**PROBLEM DESCRIPTION:** Look for "side" in each line of the records, and copy the lines that have it.

(Stored entries)
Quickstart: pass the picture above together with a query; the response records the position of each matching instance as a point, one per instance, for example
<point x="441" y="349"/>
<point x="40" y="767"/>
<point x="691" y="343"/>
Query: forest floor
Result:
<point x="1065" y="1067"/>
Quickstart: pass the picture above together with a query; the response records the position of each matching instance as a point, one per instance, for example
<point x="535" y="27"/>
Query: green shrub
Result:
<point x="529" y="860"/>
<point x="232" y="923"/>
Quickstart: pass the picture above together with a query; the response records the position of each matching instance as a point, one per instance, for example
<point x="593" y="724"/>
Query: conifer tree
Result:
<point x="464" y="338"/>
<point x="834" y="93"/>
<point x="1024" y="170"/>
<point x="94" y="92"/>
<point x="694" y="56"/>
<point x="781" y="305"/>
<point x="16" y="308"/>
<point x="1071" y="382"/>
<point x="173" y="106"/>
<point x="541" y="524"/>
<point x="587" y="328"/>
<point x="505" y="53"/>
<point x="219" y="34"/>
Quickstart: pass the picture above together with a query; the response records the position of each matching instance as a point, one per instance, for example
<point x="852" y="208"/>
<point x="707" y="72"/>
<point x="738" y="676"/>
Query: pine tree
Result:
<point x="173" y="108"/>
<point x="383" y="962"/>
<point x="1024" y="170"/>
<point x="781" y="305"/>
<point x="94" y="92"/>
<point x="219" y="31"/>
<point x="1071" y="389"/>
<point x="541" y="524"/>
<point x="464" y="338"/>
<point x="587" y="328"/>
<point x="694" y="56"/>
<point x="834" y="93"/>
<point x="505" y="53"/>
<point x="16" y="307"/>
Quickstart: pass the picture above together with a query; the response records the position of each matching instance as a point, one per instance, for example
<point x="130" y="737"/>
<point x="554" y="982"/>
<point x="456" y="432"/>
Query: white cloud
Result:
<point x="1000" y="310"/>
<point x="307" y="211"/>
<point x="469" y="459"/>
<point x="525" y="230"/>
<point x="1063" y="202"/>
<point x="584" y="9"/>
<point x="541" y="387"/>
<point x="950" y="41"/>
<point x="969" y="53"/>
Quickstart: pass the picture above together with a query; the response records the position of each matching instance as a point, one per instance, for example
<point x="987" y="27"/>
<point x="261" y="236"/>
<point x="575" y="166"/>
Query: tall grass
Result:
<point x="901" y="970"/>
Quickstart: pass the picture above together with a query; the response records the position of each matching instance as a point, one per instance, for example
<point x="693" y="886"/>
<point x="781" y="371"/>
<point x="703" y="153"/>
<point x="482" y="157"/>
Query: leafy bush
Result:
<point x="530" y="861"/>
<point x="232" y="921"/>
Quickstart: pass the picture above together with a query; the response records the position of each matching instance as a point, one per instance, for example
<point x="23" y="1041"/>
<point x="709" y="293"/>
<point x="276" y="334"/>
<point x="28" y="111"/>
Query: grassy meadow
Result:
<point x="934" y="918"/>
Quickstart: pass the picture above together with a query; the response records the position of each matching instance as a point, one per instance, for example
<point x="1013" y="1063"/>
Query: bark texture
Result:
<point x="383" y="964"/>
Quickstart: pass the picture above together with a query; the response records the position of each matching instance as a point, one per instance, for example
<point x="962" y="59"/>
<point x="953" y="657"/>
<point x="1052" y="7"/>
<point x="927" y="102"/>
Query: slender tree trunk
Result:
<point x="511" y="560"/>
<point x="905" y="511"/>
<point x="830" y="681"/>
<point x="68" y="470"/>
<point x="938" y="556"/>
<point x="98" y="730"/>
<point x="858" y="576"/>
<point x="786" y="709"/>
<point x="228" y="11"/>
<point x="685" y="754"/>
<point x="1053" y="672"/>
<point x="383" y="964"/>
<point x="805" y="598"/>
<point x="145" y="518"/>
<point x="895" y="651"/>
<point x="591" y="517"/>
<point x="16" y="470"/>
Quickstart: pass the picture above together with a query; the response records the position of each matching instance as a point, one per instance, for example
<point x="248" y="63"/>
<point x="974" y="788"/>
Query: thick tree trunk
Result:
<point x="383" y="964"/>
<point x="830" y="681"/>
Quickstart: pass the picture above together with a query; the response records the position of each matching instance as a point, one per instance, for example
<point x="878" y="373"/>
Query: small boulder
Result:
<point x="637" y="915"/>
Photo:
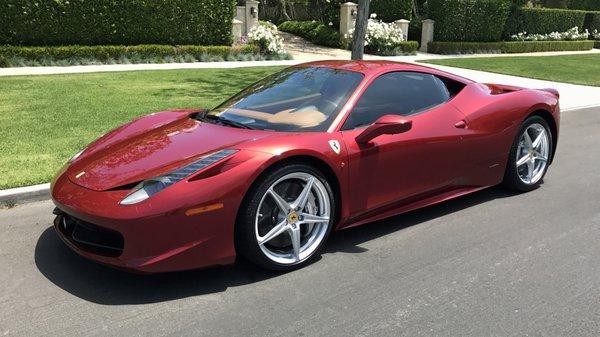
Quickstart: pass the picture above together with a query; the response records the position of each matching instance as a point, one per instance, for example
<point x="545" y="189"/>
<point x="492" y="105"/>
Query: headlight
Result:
<point x="149" y="187"/>
<point x="75" y="156"/>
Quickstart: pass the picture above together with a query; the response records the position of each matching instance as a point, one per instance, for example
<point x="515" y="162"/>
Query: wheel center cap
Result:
<point x="292" y="218"/>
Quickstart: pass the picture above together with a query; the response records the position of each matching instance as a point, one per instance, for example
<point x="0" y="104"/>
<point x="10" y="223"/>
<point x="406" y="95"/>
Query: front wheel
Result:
<point x="529" y="156"/>
<point x="286" y="218"/>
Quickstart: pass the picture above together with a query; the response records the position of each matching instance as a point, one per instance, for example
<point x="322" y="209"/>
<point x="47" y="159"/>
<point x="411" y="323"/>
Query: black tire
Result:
<point x="511" y="176"/>
<point x="245" y="238"/>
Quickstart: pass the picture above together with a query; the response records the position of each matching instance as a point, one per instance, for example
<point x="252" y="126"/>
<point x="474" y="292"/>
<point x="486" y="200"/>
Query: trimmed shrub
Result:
<point x="116" y="22"/>
<point x="11" y="56"/>
<point x="590" y="5"/>
<point x="391" y="10"/>
<point x="469" y="20"/>
<point x="405" y="48"/>
<point x="315" y="32"/>
<point x="507" y="47"/>
<point x="542" y="21"/>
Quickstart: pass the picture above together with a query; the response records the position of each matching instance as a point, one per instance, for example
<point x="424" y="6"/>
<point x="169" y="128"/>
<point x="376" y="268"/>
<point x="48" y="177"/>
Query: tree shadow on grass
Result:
<point x="103" y="285"/>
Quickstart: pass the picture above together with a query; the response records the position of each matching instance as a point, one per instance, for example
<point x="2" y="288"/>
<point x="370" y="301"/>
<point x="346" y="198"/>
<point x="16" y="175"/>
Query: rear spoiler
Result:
<point x="552" y="91"/>
<point x="497" y="89"/>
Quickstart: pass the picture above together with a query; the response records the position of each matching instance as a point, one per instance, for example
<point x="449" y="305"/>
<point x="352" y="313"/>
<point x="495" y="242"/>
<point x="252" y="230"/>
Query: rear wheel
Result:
<point x="286" y="218"/>
<point x="529" y="155"/>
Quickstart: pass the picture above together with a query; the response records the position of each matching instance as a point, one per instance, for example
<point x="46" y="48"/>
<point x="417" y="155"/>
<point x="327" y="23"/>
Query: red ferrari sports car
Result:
<point x="270" y="172"/>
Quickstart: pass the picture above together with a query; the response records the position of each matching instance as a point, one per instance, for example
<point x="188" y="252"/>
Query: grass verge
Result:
<point x="46" y="119"/>
<point x="576" y="69"/>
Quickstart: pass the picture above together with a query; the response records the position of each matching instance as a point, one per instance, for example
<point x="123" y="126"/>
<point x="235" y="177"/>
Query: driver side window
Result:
<point x="397" y="93"/>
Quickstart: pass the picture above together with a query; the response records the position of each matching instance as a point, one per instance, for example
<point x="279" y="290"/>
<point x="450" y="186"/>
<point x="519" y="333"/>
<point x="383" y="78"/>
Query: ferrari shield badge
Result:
<point x="335" y="146"/>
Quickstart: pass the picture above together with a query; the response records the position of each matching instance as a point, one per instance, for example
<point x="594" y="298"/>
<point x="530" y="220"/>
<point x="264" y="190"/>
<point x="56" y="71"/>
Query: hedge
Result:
<point x="543" y="21"/>
<point x="323" y="35"/>
<point x="116" y="22"/>
<point x="315" y="32"/>
<point x="16" y="55"/>
<point x="593" y="5"/>
<point x="507" y="47"/>
<point x="391" y="10"/>
<point x="469" y="20"/>
<point x="404" y="48"/>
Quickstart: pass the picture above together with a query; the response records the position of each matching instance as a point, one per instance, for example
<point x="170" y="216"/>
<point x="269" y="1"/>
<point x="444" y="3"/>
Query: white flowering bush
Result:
<point x="266" y="37"/>
<point x="570" y="35"/>
<point x="382" y="38"/>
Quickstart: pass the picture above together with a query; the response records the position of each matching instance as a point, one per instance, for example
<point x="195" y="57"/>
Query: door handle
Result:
<point x="461" y="125"/>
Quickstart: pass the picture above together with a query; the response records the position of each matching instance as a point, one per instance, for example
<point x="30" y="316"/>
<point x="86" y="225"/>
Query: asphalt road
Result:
<point x="492" y="263"/>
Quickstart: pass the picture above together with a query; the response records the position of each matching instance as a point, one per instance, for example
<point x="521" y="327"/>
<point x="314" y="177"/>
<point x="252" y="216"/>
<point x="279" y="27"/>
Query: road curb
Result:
<point x="25" y="194"/>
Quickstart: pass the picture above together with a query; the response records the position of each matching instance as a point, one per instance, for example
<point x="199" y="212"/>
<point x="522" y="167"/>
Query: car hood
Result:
<point x="151" y="146"/>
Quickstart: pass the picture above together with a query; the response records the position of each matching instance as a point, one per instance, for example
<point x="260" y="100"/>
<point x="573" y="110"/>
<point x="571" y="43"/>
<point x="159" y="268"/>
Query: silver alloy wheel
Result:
<point x="296" y="223"/>
<point x="532" y="153"/>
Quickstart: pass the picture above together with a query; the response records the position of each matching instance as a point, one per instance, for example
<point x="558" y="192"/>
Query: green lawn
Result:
<point x="576" y="69"/>
<point x="44" y="120"/>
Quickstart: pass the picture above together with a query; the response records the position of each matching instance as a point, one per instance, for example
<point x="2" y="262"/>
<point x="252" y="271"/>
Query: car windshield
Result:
<point x="295" y="99"/>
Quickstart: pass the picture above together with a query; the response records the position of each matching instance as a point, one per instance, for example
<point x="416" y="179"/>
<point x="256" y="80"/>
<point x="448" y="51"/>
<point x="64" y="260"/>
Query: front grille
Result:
<point x="89" y="237"/>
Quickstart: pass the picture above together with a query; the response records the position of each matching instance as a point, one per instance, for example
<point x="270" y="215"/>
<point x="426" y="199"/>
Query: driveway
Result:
<point x="491" y="263"/>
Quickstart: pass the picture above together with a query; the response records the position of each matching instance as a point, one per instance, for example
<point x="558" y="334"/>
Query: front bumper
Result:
<point x="156" y="236"/>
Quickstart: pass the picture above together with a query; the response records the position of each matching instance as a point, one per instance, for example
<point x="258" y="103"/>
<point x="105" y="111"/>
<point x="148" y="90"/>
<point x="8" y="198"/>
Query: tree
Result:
<point x="360" y="30"/>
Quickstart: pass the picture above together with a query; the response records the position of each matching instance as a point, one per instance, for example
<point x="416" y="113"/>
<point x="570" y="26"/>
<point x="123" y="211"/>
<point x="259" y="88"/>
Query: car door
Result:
<point x="392" y="169"/>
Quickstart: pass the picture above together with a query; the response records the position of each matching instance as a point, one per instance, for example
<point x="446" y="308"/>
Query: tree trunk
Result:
<point x="283" y="4"/>
<point x="360" y="30"/>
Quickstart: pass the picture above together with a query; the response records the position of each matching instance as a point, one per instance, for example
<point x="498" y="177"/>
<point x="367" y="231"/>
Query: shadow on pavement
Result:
<point x="103" y="285"/>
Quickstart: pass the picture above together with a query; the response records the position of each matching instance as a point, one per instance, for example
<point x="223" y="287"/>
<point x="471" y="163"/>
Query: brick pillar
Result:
<point x="403" y="24"/>
<point x="348" y="12"/>
<point x="251" y="14"/>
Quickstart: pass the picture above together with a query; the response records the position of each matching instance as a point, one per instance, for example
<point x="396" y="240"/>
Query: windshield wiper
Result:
<point x="225" y="121"/>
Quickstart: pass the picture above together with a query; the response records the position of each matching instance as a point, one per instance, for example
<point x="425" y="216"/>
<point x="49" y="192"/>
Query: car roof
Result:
<point x="373" y="67"/>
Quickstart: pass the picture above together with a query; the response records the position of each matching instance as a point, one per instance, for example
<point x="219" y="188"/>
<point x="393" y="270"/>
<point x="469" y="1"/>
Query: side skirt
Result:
<point x="396" y="209"/>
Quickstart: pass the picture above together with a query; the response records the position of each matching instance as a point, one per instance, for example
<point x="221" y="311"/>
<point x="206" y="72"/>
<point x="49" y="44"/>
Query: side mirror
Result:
<point x="385" y="125"/>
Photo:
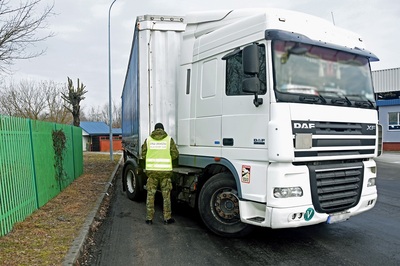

**RESULT FOR THIS TASK:**
Query: driver side window
Query: side skirt
Query: side mirror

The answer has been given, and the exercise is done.